*** Opening of Text block ***

Skip to main content

With CocoIndex, users declare the transformation, CocoIndex creates & maintains an index, and keeps the derived index up to date based on source update, with minimal computation and changes.

Reason this release was yanked:

bug

Project description

CocoIndex

Extract, Transform, Index Data. Easy and Fresh. 🌴

GitHub Documentation License PyPI version PyPI - Downloads

CI release Discord

CocoIndex is an ultra performant data transformation framework, with its core engine written in Rust. The problem it tries to solve is to make it easy to prepare fresh data for AI - either creating embedding, building knowledge graphs, or performing other data transformations - and take real-time data pipelines beyond traditional SQL.

CocoIndex Features

The philosophy is to have the framework handle the source updates, and having developers only worry about defining a series of data transformation, inspired by spreadsheet.

*** Close of Text block ***

- Exercise instructions
a – Reproduce the passage of the CocoIndex description starting with "CocoIndex is an" and going on through "beyond traditional SQL.".
b – Answer these questions using the CocoIndex description:
(i) In what language is the core engine written?
(ii) What reason is given for yanking this release?
(iii) What inspired the approach of defining a series of data transformations?
c – Decide whether each statement agrees with the CocoIndex description. Answer yes or no, and quote the words that settle it.
(i) The core engine of CocoIndex is written in Rust.
(ii) Developers are expected to handle source updates themselves.
(iii) CocoIndex aims to take real-time data pipelines beyond traditional SQL.
The listing has no role in any of this work.

*** Opening of Given information ***

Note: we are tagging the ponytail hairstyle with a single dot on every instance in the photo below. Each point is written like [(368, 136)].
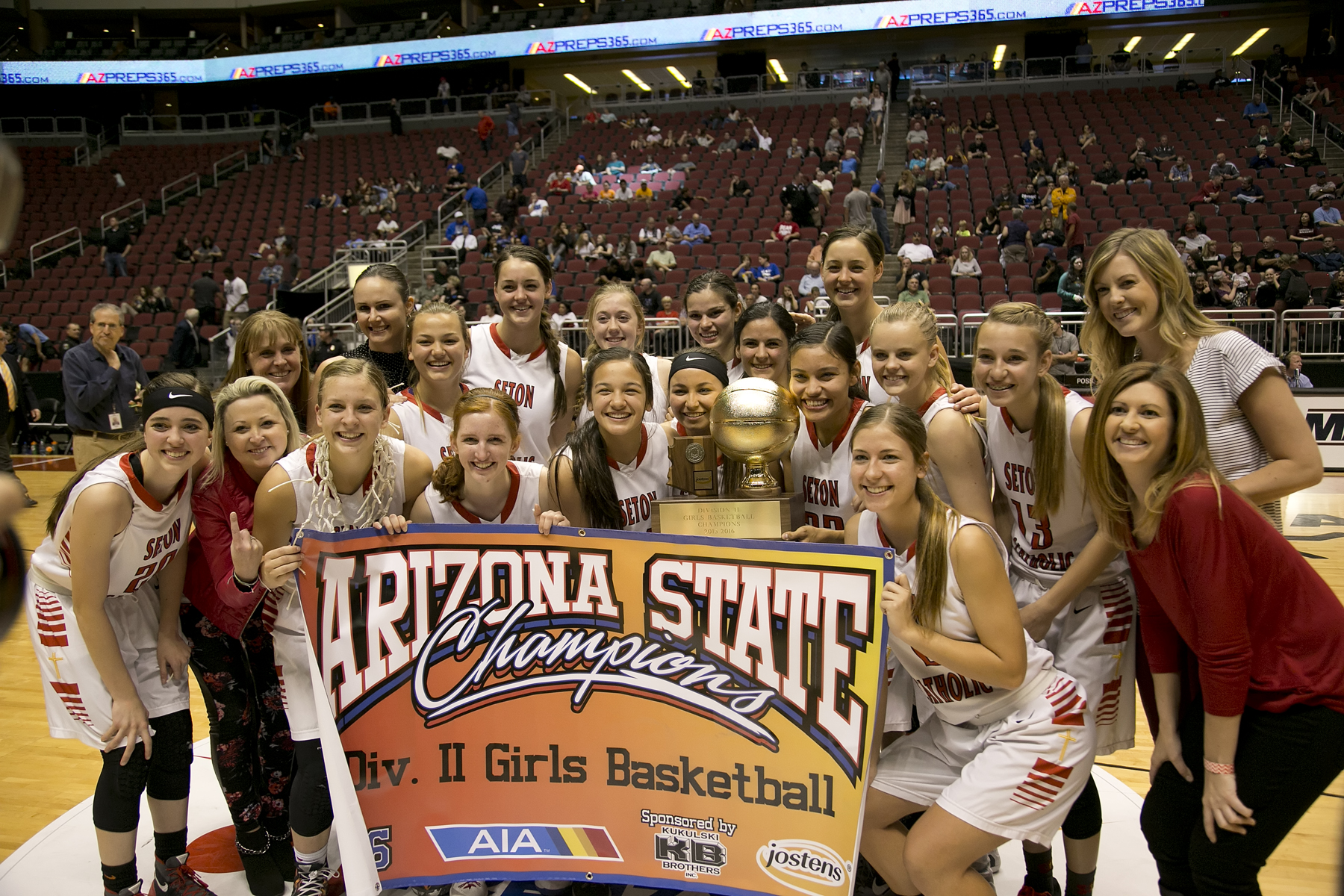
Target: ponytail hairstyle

*** Close of Given information ***

- Solution list
a –
CocoIndex is an ultra performant data transformation framework, with its core engine written in Rust. The problem it tries to solve is to make it easy to prepare fresh data for AI - either creating embedding, building knowledge graphs, or performing other data transformations - and take real-time data pipelines beyond traditional SQL.

b –
(i) Rust
(ii) A bug
(iii) A spreadsheet

c –
(i) Yes: "with its core engine written in Rust"
(ii) No: "The philosophy is to have the framework handle the source updates"
(iii) Yes: "take real-time data pipelines beyond traditional SQL"